Article >>
EX-5.1 2 d560982dex51.htm EX-5.1 EX-5.1

Exhibit 5.1

 

LOGO

John Sellers

+1 650 843 5070

jsellers@cooley.com

April 2, 2018

Enphase Energy, Inc.

1420 N. McDowell Blvd.

Petaluma, California 94954

Ladies and Gentlemen:

We have acted as counsel to Enphase Energy, Inc., a Delaware corporation (the “Company”), with respect to certain matters in connection with the filing by the Company of a Registration Statement on Form S-3 (the “Registration Statement”) with the Securities and Exchange Commission, including a prospectus that forms a part of the Registration Statement (the “Prospectus”), covering the registration for resale of 9,523,809 shares (the “Shares”) of the Company’s common stock, par value $0.00001 per share (the “Common Stock”), that are currently outstanding, as held by the respective selling stockholders identified in the Prospectus.

Exercise task >> According to the letter, how many shares of common stock does the Registration Statement cover for resale?

Given material >>

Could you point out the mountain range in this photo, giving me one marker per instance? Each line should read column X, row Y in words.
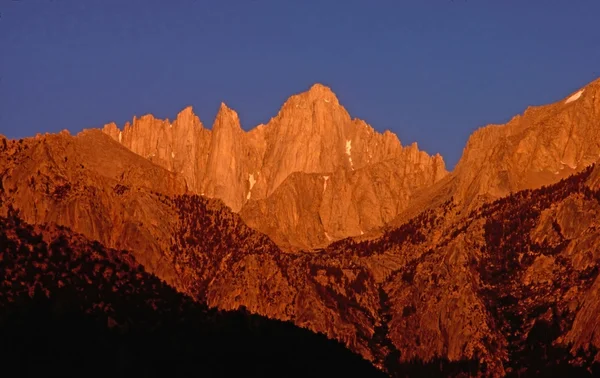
column 317, row 219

Answer in full >> 9,523,809 shares